### Instructions to follow
Please transcribe exactly, and only, the lines of the data below between the line holding "Query: hazy horizon" and the line holding "of the golden", inclusive.

Referring expression data:
------------------------------------

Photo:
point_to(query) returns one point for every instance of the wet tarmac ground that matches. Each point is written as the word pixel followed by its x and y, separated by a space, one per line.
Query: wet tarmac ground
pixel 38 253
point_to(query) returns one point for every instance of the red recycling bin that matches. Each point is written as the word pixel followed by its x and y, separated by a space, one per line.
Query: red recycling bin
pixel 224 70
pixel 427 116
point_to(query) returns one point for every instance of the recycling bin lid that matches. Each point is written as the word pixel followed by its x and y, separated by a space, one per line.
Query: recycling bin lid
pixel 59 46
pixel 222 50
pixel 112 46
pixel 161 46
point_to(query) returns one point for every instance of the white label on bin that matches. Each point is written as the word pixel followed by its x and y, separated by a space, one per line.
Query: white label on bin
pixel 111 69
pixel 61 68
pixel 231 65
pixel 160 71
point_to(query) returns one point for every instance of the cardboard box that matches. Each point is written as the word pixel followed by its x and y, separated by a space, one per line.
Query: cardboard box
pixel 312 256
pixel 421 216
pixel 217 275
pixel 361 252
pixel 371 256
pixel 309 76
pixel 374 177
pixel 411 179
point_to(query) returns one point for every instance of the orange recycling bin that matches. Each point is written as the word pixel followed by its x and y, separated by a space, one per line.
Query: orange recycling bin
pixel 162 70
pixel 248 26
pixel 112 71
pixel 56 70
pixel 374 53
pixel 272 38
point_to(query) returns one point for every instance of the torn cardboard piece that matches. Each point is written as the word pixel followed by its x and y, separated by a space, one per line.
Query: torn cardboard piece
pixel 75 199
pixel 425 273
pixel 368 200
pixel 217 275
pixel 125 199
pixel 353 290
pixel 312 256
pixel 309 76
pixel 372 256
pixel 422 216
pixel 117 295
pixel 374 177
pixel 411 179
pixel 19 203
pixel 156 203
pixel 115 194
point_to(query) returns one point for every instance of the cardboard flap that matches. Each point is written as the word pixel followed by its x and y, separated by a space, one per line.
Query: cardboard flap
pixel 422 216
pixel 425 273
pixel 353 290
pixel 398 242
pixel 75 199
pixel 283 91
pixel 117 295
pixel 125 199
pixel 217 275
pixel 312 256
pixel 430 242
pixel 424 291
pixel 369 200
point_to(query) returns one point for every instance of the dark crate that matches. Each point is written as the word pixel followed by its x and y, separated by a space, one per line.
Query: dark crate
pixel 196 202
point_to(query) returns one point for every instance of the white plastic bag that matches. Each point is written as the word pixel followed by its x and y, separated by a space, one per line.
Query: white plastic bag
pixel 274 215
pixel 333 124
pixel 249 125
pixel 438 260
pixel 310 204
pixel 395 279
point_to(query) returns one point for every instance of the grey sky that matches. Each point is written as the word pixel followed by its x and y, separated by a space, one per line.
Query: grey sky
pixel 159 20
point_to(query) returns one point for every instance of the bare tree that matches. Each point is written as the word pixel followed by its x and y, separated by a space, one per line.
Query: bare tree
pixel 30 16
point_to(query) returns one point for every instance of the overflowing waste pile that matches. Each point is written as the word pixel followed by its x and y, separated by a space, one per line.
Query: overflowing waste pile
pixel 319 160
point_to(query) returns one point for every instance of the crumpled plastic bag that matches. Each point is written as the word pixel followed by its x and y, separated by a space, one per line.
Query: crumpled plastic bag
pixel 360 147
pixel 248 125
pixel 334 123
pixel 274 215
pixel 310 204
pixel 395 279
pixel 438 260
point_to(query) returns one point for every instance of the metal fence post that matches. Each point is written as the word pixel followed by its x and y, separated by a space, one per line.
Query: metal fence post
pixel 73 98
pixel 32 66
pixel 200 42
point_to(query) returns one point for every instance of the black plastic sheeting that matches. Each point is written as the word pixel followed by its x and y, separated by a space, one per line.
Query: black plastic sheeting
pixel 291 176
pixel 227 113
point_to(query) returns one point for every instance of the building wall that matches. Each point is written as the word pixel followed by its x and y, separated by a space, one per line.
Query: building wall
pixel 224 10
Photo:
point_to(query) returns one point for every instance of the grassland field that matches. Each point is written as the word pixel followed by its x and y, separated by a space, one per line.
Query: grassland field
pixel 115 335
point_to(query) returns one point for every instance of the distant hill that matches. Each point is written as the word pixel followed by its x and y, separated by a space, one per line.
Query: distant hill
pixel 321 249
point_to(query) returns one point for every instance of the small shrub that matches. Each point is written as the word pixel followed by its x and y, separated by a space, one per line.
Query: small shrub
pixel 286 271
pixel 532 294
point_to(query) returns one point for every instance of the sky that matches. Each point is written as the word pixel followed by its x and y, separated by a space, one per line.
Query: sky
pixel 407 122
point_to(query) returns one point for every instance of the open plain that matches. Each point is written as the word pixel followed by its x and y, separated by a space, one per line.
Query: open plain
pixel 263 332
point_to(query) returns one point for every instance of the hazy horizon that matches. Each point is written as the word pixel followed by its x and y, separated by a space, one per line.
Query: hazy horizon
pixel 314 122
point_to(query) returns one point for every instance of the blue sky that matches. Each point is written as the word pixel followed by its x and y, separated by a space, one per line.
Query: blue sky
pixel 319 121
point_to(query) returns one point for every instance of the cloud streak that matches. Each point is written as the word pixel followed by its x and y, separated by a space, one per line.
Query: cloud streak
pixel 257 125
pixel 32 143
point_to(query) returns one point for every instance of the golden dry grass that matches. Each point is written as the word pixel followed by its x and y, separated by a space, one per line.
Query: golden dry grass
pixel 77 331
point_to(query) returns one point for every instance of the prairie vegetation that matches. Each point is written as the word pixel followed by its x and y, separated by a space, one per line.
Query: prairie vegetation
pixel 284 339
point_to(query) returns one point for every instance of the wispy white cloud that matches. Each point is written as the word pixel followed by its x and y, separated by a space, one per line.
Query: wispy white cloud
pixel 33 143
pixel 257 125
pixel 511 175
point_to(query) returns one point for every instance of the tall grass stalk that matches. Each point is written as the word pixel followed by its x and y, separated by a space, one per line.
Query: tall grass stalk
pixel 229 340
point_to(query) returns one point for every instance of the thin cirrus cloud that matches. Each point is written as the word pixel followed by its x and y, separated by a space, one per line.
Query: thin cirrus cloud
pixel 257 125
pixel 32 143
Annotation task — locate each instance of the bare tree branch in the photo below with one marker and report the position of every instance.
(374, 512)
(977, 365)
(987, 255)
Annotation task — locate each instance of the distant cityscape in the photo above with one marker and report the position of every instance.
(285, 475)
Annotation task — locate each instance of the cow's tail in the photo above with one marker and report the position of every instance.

------------------------------------

### Answer box
Query: hazy horizon
pixel 314 122
point_to(query) returns one point for every instance of the blue sky that matches. Each point is written as the word pixel followed by its x and y, separated by a space, one per line.
Query: blue sky
pixel 319 121
point_to(query) returns one point for every instance of the cloud streak that matches. Each point is written as the word pixel followed by its x and y, separated by a space, one per line.
Query: cloud streak
pixel 257 125
pixel 32 143
point_to(query) returns one point for every instance of the golden dry grass that matches. Each point is written as the word pixel followed by its x and y, separated by a space, one per line.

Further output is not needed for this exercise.